DIRECTION = Set down exactly the lines that run from the line with "of the small" to the end of the data, and nothing else.
>> begin EXERCISE MATERIALS
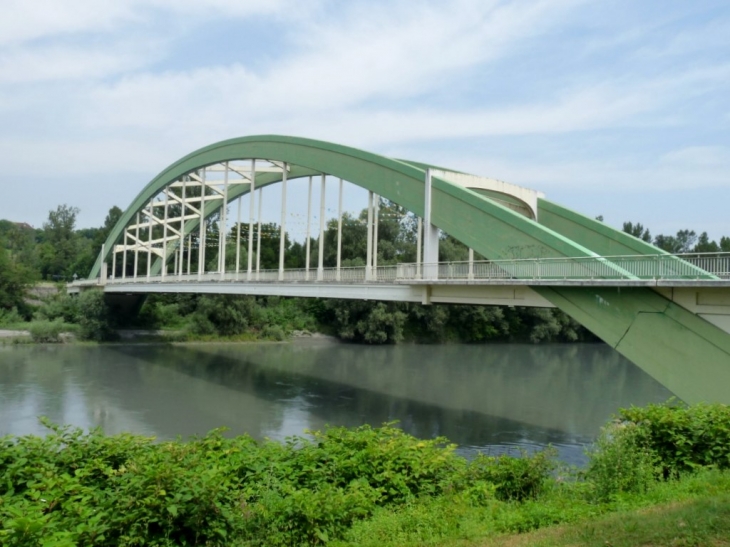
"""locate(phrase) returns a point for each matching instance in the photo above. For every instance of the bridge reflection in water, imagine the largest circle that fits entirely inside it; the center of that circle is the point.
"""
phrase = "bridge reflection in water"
(482, 397)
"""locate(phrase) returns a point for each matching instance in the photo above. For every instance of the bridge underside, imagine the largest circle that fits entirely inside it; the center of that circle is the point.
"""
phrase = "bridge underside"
(665, 336)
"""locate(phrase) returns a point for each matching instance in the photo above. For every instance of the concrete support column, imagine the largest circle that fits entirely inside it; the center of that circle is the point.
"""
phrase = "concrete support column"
(252, 205)
(258, 234)
(431, 235)
(376, 214)
(163, 269)
(182, 226)
(339, 232)
(282, 231)
(124, 257)
(190, 251)
(322, 214)
(102, 272)
(201, 237)
(149, 241)
(369, 256)
(419, 247)
(136, 248)
(223, 226)
(308, 238)
(238, 239)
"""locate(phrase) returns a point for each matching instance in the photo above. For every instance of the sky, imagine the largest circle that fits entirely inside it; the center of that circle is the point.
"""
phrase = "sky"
(616, 108)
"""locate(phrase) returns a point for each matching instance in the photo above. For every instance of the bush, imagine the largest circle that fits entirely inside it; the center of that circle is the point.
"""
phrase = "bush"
(683, 437)
(60, 306)
(511, 479)
(46, 332)
(274, 332)
(621, 460)
(224, 315)
(94, 319)
(10, 317)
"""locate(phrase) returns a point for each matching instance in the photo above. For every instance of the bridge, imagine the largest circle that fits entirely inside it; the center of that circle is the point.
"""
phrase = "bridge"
(669, 314)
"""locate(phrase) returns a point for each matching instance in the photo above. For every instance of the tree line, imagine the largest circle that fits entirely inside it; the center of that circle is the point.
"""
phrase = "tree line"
(59, 250)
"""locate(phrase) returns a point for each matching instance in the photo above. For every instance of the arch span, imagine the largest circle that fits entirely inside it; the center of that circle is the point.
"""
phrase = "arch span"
(665, 339)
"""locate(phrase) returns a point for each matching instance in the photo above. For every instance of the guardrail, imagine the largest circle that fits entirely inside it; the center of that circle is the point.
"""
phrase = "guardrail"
(695, 266)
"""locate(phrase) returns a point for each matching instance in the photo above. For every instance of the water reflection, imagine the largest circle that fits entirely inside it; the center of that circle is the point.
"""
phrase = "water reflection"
(481, 397)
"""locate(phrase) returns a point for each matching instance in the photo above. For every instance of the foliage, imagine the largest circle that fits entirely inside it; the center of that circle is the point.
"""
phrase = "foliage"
(94, 318)
(73, 488)
(46, 331)
(224, 315)
(364, 486)
(10, 317)
(683, 437)
(59, 306)
(513, 479)
(621, 461)
(274, 332)
(363, 321)
(13, 283)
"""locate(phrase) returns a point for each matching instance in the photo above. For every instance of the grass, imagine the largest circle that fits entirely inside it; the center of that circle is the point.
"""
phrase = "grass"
(680, 513)
(702, 522)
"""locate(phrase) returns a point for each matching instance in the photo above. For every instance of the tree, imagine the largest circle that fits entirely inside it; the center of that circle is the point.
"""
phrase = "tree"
(637, 230)
(13, 281)
(704, 245)
(60, 242)
(683, 242)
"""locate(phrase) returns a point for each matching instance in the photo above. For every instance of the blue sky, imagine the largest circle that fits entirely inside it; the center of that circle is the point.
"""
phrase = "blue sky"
(612, 107)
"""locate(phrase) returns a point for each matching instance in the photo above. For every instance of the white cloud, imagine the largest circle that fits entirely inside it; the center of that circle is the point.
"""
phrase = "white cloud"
(22, 20)
(65, 63)
(683, 169)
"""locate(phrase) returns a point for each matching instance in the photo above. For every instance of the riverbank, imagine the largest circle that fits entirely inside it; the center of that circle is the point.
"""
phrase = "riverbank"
(661, 473)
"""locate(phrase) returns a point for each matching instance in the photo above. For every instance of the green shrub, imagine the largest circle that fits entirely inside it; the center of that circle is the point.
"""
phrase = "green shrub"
(683, 437)
(274, 332)
(225, 315)
(621, 460)
(509, 478)
(94, 319)
(59, 306)
(46, 332)
(10, 317)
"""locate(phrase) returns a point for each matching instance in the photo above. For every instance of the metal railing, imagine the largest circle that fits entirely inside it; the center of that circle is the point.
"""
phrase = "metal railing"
(695, 266)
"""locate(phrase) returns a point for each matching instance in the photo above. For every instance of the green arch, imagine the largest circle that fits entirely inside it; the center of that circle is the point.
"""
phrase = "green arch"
(458, 211)
(683, 351)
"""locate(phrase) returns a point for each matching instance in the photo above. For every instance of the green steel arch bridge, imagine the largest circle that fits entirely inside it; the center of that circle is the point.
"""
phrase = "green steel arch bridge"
(669, 314)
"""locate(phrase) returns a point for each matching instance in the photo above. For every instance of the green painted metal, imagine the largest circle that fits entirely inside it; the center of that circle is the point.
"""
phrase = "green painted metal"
(456, 210)
(680, 349)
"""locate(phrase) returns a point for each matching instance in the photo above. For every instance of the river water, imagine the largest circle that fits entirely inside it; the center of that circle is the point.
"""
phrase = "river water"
(490, 398)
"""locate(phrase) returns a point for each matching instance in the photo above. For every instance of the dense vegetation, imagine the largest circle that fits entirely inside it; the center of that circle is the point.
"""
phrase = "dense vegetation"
(59, 250)
(363, 486)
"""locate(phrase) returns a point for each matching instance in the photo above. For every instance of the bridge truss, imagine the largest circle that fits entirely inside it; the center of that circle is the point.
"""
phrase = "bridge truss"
(649, 317)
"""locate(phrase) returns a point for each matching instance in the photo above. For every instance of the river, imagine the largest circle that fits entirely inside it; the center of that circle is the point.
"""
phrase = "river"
(492, 398)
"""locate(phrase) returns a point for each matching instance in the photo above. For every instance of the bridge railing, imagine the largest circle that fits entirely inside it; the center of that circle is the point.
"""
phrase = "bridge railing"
(695, 266)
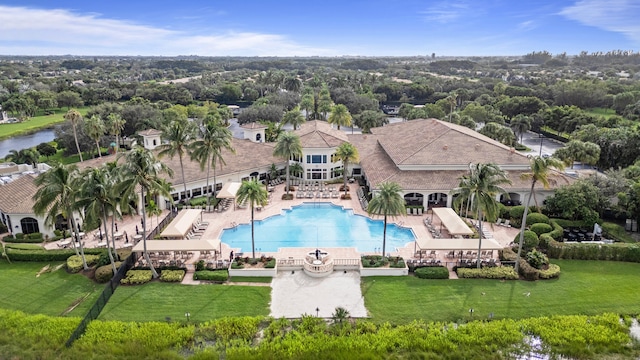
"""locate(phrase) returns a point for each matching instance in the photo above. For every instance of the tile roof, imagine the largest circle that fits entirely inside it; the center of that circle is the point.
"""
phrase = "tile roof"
(379, 166)
(320, 134)
(16, 196)
(435, 142)
(149, 132)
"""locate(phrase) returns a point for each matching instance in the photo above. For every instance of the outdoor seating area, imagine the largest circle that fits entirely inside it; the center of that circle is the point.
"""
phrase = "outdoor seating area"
(362, 198)
(315, 189)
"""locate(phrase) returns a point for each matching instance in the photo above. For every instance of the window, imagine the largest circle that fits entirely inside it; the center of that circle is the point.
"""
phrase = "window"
(29, 225)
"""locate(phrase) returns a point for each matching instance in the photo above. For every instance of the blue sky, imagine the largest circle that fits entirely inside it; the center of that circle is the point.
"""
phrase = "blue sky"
(323, 28)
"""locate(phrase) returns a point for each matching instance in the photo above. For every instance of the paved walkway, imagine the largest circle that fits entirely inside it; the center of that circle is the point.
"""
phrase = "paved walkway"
(296, 294)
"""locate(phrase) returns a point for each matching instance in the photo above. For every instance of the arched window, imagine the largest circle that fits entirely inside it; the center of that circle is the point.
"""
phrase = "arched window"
(29, 225)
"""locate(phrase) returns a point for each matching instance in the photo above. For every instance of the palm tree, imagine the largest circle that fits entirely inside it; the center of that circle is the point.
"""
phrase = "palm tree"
(97, 201)
(116, 123)
(388, 201)
(255, 194)
(294, 117)
(288, 146)
(520, 125)
(57, 195)
(74, 116)
(94, 127)
(483, 184)
(347, 153)
(141, 168)
(214, 137)
(340, 116)
(179, 133)
(540, 173)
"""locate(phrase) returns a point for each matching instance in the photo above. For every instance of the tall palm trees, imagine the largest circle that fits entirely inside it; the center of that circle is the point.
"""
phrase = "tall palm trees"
(482, 185)
(178, 134)
(388, 201)
(347, 153)
(340, 116)
(74, 116)
(94, 127)
(141, 168)
(255, 194)
(116, 123)
(208, 149)
(96, 198)
(540, 173)
(56, 195)
(294, 117)
(288, 145)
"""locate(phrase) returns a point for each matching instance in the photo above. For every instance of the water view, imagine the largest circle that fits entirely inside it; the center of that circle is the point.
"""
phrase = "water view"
(321, 225)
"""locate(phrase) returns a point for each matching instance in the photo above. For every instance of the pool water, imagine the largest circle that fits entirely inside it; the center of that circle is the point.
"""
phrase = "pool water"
(322, 225)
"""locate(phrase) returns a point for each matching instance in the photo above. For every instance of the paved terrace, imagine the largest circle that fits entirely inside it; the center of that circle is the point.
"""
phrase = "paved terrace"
(234, 215)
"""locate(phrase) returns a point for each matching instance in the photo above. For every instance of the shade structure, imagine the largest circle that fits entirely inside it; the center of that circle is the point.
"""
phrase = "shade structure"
(182, 224)
(458, 244)
(454, 224)
(228, 190)
(179, 245)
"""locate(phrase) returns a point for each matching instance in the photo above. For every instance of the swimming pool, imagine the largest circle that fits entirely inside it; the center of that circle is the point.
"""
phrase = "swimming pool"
(321, 225)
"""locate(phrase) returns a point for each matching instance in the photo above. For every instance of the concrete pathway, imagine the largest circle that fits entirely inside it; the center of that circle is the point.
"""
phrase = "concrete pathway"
(296, 294)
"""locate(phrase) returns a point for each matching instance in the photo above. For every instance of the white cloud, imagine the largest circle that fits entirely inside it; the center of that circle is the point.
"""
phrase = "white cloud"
(40, 32)
(612, 15)
(446, 12)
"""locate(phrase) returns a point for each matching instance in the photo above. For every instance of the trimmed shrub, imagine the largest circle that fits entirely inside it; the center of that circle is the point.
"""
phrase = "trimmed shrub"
(499, 272)
(211, 275)
(516, 212)
(105, 273)
(137, 277)
(270, 264)
(432, 272)
(74, 262)
(537, 218)
(530, 240)
(551, 273)
(172, 275)
(527, 271)
(23, 239)
(47, 255)
(537, 259)
(540, 228)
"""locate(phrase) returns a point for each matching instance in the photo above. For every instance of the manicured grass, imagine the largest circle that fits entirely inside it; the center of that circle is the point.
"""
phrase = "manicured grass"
(50, 293)
(585, 287)
(258, 279)
(158, 301)
(35, 123)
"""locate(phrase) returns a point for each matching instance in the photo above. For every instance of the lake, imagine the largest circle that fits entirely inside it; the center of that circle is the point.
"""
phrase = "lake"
(25, 141)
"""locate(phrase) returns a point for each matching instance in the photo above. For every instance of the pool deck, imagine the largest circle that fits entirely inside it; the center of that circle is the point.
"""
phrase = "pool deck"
(234, 215)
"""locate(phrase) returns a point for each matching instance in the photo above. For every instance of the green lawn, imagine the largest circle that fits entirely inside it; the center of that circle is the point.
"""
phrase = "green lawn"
(585, 287)
(156, 301)
(35, 123)
(50, 293)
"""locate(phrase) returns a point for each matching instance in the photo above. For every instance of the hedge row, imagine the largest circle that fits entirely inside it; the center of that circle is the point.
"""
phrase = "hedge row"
(611, 252)
(74, 262)
(47, 255)
(211, 275)
(500, 272)
(172, 275)
(432, 272)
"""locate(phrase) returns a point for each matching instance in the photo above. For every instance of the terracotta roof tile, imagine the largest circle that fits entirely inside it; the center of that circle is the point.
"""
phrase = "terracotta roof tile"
(320, 134)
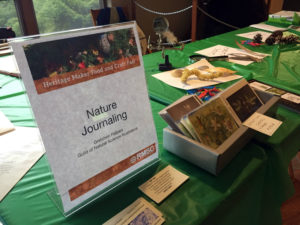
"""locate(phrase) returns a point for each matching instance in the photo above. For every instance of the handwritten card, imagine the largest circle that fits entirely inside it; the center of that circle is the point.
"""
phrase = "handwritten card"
(163, 183)
(262, 123)
(5, 124)
(251, 35)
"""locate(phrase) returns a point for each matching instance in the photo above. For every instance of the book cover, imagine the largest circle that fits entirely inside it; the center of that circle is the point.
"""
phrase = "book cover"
(173, 113)
(212, 123)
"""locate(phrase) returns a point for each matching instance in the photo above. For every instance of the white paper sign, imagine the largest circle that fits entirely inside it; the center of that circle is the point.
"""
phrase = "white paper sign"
(262, 123)
(90, 100)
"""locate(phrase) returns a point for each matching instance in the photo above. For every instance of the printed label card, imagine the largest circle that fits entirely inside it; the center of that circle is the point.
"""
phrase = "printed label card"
(82, 86)
(139, 212)
(163, 184)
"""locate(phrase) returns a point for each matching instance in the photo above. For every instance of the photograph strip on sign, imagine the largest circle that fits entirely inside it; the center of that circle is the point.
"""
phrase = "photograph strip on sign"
(242, 100)
(81, 86)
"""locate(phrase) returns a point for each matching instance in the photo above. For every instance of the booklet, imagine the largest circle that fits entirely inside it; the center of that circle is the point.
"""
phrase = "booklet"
(82, 86)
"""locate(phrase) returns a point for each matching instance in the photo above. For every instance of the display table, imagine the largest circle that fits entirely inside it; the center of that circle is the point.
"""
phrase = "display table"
(249, 191)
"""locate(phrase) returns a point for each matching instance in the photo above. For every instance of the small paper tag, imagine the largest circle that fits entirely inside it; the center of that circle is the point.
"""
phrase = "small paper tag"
(262, 123)
(163, 184)
(5, 124)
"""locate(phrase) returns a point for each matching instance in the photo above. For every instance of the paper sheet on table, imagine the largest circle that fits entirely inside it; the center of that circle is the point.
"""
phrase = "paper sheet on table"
(235, 55)
(193, 82)
(251, 35)
(262, 123)
(267, 27)
(8, 63)
(20, 150)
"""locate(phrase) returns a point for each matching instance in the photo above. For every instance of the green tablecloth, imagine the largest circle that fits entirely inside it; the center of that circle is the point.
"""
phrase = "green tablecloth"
(249, 190)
>> end EXERCISE MATERIALS
WORKED SOLUTION =
"""locate(phrase) returns a point for each matching instance in the photo above. For every instance of the small paper tag, imagine the largest circle that fits entirely inside it; the center of that circle is the point.
"""
phrase = "small paper tag"
(262, 123)
(163, 184)
(5, 124)
"""locate(phrase) returns a point for each matching instance in the photo above. For every instance of the paper sheet on table, imagine the largest circle that fits entirely inside it; the center of that circle is the point.
"""
phrase = "paper sheet on table"
(235, 55)
(193, 82)
(251, 35)
(262, 123)
(267, 27)
(8, 63)
(20, 150)
"""locate(phrase) returns a point for each matching instance in the photo above. For every instance of the green tablecloth, imagine the largest circle that fits entirely inside it; the center of that circle is the point.
"""
phrase = "green tablecloth"
(249, 190)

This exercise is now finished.